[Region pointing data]
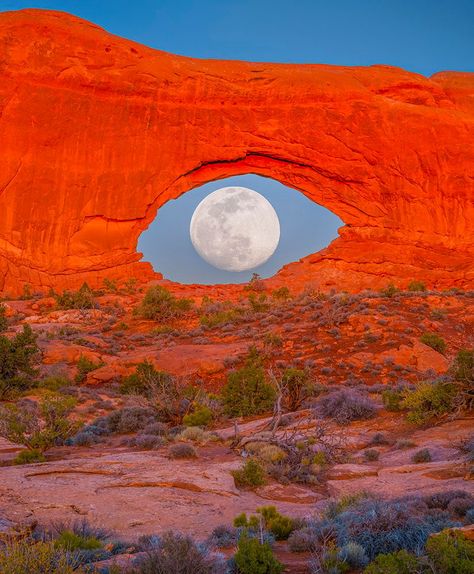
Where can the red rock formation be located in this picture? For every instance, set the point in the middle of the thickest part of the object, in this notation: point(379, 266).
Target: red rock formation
point(98, 132)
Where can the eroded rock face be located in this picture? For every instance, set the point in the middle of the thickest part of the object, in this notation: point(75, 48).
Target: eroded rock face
point(98, 132)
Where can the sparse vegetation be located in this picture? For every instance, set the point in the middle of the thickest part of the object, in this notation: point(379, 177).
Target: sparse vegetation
point(85, 366)
point(434, 341)
point(82, 299)
point(250, 475)
point(246, 391)
point(416, 286)
point(255, 557)
point(159, 304)
point(18, 356)
point(346, 405)
point(38, 426)
point(23, 557)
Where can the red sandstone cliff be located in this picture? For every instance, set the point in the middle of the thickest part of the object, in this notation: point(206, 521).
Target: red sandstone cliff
point(98, 132)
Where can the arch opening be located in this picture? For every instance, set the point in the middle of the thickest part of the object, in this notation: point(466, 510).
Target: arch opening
point(305, 228)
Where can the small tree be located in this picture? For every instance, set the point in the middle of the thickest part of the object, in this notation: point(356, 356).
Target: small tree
point(253, 557)
point(246, 391)
point(17, 358)
point(159, 304)
point(81, 299)
point(38, 426)
point(3, 318)
point(159, 387)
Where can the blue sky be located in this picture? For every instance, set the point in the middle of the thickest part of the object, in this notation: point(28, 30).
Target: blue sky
point(423, 36)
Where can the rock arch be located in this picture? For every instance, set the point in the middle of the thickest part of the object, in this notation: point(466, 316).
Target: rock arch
point(98, 132)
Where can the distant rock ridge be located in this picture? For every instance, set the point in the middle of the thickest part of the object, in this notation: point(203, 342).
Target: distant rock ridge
point(98, 132)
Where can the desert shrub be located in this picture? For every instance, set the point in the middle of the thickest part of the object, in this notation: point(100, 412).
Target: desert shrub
point(460, 506)
point(258, 303)
point(401, 562)
point(325, 559)
point(38, 426)
point(252, 557)
point(346, 405)
point(159, 387)
point(462, 368)
point(379, 439)
point(279, 525)
point(302, 540)
point(201, 416)
point(428, 400)
point(122, 421)
point(416, 286)
point(29, 457)
point(434, 341)
point(353, 555)
point(18, 356)
point(182, 450)
point(81, 299)
point(390, 290)
point(371, 454)
point(156, 428)
point(159, 304)
point(246, 391)
point(422, 455)
point(146, 441)
point(176, 553)
point(85, 438)
point(224, 536)
point(392, 400)
point(250, 475)
point(451, 553)
point(54, 383)
point(85, 366)
point(383, 526)
point(441, 500)
point(3, 318)
point(196, 434)
point(40, 558)
point(296, 388)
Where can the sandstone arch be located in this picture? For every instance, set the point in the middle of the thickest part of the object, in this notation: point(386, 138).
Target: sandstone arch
point(98, 132)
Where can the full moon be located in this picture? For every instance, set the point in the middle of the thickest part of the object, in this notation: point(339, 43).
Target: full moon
point(235, 229)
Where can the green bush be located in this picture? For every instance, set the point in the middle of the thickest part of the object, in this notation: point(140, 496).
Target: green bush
point(246, 391)
point(159, 304)
point(39, 558)
point(392, 400)
point(144, 380)
point(81, 299)
point(85, 366)
point(451, 553)
point(279, 525)
point(282, 294)
point(296, 387)
point(251, 474)
point(38, 427)
point(462, 368)
point(17, 358)
point(3, 318)
point(401, 562)
point(428, 400)
point(434, 341)
point(71, 541)
point(29, 457)
point(201, 416)
point(422, 455)
point(390, 290)
point(416, 286)
point(252, 557)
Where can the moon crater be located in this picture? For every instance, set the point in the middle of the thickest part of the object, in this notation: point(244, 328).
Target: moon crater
point(235, 229)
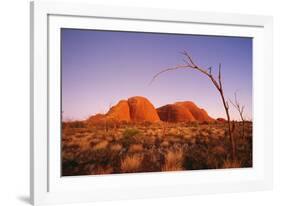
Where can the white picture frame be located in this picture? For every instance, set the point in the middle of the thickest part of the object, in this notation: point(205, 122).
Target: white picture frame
point(46, 184)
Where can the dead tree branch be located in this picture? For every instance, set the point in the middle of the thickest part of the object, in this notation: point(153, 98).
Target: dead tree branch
point(240, 109)
point(189, 63)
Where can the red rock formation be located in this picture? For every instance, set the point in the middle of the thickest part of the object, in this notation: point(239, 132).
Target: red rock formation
point(183, 112)
point(139, 109)
point(119, 112)
point(222, 120)
point(142, 110)
point(198, 113)
point(174, 113)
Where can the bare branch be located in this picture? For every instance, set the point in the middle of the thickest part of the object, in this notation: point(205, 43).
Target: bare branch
point(190, 64)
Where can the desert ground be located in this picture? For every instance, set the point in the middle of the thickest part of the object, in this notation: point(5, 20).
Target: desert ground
point(126, 147)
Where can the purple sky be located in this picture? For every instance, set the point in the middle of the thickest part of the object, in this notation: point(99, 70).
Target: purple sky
point(99, 68)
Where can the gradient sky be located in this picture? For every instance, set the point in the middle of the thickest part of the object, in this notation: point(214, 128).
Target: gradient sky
point(99, 68)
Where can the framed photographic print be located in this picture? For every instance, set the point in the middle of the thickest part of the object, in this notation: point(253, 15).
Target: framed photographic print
point(137, 103)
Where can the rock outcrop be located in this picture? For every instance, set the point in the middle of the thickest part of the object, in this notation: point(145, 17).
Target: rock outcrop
point(120, 112)
point(183, 112)
point(135, 109)
point(142, 110)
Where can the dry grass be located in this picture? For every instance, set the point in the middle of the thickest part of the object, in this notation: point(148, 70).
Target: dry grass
point(145, 147)
point(131, 163)
point(116, 147)
point(101, 145)
point(173, 161)
point(136, 148)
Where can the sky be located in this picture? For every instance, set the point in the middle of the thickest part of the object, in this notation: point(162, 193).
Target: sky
point(99, 68)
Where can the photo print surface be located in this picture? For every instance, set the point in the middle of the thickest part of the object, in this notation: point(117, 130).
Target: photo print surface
point(154, 102)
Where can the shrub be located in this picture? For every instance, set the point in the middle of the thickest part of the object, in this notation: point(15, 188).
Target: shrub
point(135, 148)
point(128, 136)
point(101, 145)
point(131, 163)
point(116, 147)
point(173, 160)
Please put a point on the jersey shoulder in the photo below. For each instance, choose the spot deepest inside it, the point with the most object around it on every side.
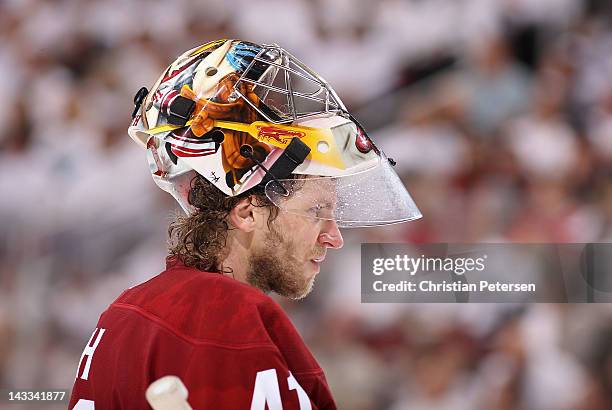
(205, 307)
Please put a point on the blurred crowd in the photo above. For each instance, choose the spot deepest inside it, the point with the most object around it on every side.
(498, 113)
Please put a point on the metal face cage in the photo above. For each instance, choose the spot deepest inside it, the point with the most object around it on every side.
(287, 89)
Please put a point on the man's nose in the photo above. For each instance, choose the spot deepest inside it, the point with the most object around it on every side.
(330, 235)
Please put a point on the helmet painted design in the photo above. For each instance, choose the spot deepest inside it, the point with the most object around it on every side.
(244, 115)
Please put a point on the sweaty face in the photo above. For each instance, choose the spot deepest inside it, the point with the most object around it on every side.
(288, 257)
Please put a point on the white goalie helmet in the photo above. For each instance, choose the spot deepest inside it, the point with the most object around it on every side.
(248, 116)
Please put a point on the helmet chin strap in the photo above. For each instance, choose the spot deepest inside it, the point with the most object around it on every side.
(294, 154)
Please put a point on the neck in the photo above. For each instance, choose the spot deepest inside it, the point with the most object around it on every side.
(236, 255)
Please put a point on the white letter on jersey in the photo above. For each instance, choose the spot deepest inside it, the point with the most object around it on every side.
(302, 396)
(89, 351)
(266, 391)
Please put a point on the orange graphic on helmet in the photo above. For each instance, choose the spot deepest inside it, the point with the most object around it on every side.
(279, 135)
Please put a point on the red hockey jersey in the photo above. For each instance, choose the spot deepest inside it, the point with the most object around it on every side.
(232, 346)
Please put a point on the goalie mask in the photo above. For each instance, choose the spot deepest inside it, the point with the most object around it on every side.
(248, 116)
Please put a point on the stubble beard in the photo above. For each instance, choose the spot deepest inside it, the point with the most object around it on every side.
(274, 268)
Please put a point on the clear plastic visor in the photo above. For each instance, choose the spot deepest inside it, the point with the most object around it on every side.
(372, 197)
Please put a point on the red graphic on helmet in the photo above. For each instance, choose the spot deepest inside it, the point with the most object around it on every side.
(362, 142)
(279, 135)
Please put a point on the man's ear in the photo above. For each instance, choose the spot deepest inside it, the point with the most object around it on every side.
(242, 216)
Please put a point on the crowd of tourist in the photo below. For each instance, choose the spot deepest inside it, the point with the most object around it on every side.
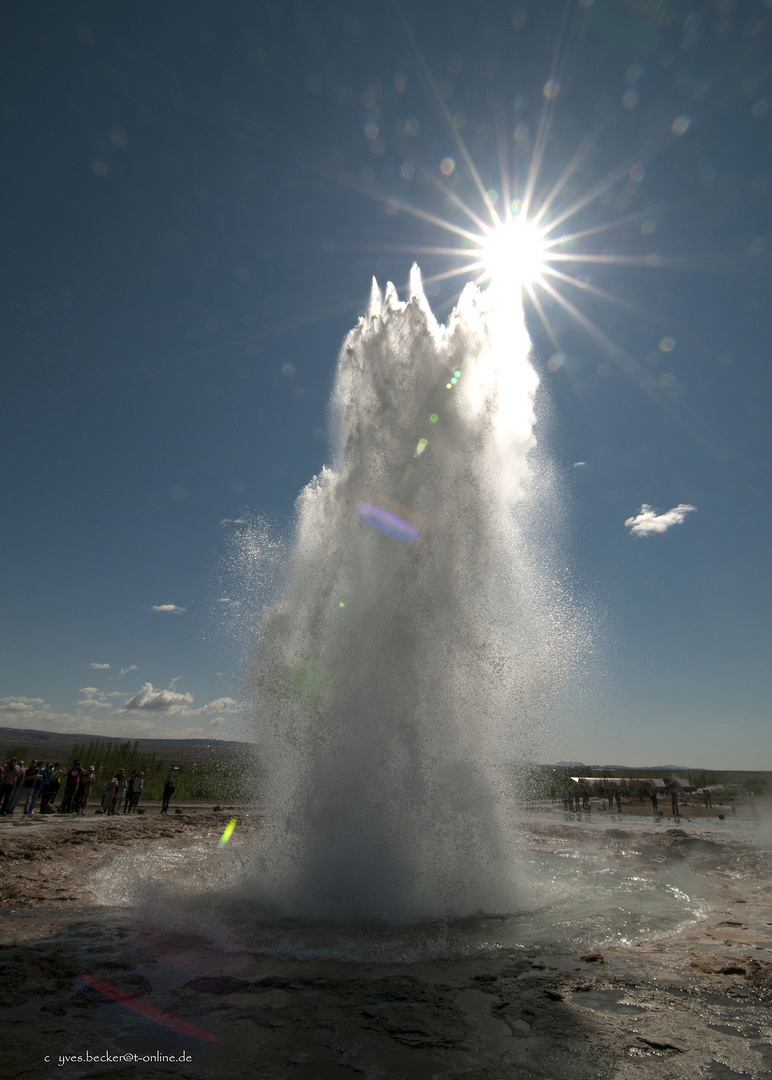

▸ THE TASK
Quote the records above exactly, from the first line through the line containing "Where can the sparse", and leave out the pictures.

▸ THE COMPLETED TASK
Where can the red rock formation be located in this picture? For every instance, set the point in the middle of the thickest part of the object, in this notation: point(379, 266).
Target: red rock formation
point(98, 132)
Where can the eroded rock face be located in this picture? For every instance, set the point in the middle of the thickest part of the object, in this notation: point(75, 48).
Target: eroded rock face
point(98, 132)
Where can the sparse vegetation be located in this picture? For every instance, set the point in the middle of the thickest part of the object, in this notation: point(379, 177).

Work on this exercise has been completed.